#### [What the task asks]
Restate word for word the run of lines that begins at the one containing "Note: for this drill, mark the concrete tile" and ends at the last line of the listing.

#### [Extracted data]
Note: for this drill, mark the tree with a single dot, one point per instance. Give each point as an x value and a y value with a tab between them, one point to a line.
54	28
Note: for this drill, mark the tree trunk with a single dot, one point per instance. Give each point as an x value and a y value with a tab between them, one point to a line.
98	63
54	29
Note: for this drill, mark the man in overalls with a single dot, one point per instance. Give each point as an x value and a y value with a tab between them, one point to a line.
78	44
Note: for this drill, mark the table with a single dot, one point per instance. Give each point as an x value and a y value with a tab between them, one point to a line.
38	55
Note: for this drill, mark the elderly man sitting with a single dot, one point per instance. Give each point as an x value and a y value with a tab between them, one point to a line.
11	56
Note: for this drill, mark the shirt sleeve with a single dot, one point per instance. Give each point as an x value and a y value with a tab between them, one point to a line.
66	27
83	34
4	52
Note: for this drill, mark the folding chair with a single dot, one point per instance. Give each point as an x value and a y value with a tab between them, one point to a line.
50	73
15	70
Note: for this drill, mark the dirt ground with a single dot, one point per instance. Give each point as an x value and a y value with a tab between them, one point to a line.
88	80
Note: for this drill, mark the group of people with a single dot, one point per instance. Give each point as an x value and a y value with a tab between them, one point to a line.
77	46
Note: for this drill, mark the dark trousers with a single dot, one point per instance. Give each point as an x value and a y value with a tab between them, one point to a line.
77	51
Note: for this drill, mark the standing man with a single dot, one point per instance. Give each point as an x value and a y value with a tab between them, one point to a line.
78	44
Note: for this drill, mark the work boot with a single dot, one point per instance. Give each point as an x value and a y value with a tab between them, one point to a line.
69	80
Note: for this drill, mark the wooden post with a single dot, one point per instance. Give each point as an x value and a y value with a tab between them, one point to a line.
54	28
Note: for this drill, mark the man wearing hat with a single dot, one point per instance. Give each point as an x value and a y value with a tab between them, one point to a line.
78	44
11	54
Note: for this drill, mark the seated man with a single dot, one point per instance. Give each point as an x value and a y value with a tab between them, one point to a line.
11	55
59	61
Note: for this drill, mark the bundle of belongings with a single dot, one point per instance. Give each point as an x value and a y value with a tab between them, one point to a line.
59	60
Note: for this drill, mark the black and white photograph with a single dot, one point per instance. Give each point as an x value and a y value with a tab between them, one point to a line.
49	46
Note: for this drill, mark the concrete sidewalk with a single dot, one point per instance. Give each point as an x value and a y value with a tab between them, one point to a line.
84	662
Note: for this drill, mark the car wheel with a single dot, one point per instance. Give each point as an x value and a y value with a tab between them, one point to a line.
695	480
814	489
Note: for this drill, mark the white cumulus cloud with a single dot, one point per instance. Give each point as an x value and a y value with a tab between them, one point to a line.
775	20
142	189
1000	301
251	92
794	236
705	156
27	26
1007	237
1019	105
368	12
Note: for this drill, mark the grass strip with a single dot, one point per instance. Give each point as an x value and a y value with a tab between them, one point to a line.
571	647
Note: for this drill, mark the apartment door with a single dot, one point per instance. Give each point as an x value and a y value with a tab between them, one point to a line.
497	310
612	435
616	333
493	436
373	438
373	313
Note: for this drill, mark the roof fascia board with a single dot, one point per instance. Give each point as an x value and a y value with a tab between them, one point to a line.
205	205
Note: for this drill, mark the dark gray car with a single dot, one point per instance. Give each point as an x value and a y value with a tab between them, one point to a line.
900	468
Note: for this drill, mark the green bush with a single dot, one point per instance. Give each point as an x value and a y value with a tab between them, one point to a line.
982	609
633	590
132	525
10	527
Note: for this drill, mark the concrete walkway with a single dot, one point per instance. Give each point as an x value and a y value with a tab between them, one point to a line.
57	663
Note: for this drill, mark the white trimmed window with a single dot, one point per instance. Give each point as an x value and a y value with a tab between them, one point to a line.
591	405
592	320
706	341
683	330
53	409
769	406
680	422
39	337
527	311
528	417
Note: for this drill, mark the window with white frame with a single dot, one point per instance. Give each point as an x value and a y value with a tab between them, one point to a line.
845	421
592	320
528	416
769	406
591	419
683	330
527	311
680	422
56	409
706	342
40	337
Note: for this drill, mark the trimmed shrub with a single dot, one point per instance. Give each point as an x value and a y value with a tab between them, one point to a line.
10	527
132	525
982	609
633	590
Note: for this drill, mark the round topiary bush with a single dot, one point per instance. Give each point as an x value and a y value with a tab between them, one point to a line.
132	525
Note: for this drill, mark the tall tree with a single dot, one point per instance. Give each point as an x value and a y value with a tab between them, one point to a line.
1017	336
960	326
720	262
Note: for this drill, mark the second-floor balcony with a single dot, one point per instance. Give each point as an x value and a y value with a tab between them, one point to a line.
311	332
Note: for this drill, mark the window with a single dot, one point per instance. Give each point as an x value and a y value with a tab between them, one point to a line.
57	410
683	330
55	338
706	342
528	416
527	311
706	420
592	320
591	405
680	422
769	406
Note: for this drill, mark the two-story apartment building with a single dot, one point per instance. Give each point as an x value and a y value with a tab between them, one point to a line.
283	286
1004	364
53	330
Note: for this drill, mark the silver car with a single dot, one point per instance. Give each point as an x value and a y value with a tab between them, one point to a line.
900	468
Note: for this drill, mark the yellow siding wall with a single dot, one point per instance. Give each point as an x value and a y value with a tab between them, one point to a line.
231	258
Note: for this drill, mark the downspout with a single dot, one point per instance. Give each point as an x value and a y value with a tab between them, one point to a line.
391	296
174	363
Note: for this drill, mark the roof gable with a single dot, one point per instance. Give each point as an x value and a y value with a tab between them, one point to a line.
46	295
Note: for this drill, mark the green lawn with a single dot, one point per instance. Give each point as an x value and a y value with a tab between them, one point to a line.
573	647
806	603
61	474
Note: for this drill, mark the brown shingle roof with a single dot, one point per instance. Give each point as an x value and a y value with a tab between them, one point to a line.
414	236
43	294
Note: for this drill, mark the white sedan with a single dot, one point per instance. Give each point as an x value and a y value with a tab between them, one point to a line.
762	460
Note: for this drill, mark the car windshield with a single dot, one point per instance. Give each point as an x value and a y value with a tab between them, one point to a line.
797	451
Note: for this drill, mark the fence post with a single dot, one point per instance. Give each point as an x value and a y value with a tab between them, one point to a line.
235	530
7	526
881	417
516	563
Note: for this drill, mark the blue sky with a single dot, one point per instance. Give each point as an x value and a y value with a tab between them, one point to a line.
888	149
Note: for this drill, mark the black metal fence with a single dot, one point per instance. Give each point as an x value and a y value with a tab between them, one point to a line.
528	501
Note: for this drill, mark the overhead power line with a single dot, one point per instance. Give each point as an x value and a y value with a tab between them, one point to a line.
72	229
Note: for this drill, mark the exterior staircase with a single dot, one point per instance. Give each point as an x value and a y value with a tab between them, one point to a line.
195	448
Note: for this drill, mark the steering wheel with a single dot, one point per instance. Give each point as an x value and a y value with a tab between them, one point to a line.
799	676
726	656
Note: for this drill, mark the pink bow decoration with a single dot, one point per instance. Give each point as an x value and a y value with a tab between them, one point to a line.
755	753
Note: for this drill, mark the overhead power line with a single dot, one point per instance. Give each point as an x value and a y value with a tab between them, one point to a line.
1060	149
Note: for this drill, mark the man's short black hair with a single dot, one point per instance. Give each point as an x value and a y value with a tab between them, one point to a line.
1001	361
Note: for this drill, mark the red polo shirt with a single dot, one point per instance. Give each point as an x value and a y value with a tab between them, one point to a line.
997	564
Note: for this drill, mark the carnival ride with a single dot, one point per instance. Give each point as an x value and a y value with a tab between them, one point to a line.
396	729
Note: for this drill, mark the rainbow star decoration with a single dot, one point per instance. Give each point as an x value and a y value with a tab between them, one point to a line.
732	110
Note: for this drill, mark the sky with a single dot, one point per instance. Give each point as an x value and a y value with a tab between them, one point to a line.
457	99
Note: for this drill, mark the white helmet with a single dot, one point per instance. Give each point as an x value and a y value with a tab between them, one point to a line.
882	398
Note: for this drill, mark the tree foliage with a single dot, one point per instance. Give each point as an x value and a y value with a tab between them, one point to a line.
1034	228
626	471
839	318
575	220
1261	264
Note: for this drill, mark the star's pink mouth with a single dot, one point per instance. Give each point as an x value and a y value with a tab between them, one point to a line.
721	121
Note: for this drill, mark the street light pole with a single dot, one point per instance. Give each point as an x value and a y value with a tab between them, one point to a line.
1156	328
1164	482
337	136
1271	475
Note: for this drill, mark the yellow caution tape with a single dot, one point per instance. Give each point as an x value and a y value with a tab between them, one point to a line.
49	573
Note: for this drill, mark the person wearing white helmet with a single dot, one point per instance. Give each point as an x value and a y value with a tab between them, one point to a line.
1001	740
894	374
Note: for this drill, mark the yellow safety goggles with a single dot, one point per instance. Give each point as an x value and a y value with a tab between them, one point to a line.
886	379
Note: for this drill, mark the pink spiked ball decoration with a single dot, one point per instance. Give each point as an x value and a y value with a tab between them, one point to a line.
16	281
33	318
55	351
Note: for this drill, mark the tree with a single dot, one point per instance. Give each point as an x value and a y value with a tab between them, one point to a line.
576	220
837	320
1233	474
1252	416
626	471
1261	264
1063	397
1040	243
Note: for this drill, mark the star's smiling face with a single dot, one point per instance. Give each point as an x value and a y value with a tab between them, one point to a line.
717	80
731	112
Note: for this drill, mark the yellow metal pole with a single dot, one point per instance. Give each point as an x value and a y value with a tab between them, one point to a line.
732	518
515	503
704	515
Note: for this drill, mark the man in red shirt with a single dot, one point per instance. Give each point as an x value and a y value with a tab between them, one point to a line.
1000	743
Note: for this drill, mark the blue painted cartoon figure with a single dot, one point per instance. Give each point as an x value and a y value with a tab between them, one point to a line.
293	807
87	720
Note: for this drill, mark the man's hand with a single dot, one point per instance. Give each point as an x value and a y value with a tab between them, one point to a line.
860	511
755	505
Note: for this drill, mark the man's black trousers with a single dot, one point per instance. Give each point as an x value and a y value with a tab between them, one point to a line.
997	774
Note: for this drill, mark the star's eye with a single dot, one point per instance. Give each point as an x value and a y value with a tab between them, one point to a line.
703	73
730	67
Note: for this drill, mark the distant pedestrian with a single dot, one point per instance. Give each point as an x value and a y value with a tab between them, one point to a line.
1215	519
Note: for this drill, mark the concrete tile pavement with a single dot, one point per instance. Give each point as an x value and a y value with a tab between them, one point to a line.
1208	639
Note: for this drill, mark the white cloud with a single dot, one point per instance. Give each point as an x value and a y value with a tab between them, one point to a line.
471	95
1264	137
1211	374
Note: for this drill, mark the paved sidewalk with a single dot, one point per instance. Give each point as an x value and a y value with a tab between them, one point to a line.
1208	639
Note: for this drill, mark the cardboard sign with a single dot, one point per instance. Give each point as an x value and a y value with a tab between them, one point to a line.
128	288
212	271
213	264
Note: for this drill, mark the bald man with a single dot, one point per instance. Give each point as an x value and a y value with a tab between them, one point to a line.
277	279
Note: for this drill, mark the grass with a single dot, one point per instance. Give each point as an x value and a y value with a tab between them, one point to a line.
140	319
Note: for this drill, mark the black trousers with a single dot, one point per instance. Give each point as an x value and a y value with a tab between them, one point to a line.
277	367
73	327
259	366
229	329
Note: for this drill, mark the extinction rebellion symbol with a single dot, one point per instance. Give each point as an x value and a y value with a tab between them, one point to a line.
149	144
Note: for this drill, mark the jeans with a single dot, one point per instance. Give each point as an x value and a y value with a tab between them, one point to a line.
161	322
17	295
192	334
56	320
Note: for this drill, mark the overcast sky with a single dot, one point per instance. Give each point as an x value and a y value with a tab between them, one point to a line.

#### [Answer to the problem]
Note: for this drill, mark the concrete tile pavement with a single dot, one point per instance. Give each point as an x value and a y value with a tab between them, one point to a line.
1208	639
Note: for this drill, mark the white cloud with a single dot, one point per instance. Give each point as an x value and a y value with a tab between them, one point to a line.
471	95
1264	137
1211	374
Note: for this drill, mark the paved sidewalk with a single dot, one point per instance. Give each point as an x value and a y value with a tab between them, one point to a line.
1208	639
Note: for this drill, mark the cardboard sign with a single dot, one point per instance. Give each point as an x value and a y value with a tab between them, one point to a line.
128	288
212	271
213	264
Note: for this drill, mark the bald man with a single dot, one point per instance. Give each point as an x value and a y value with a tab between them, one point to a line.
277	279
Note: for this drill, mark the grass with a single dot, one point per instance. Give each point as an x value and a y value with a tab between them, one point to a line.
140	319
Note: for this drill, mark the black trousers with a single dot, one point per instance. Give each point as an x value and a y value with a tab between them, one point to a line.
277	367
73	327
259	366
229	329
Note: for this drill, mark the extinction rebellion symbol with a single dot, one point per instance. Give each point as an x value and a y value with a tab between them, one point to a line.
149	144
Note: for this drill, mark the jeans with a single dot, one point per instance. Give each point as an x value and a y value with a tab between them, one point to a line.
161	322
17	295
192	334
56	320
Note: for this drill, mark the overcast sky with a single dot, one point per instance. Give each point as an x value and a y value with a tab between them, one point to a line.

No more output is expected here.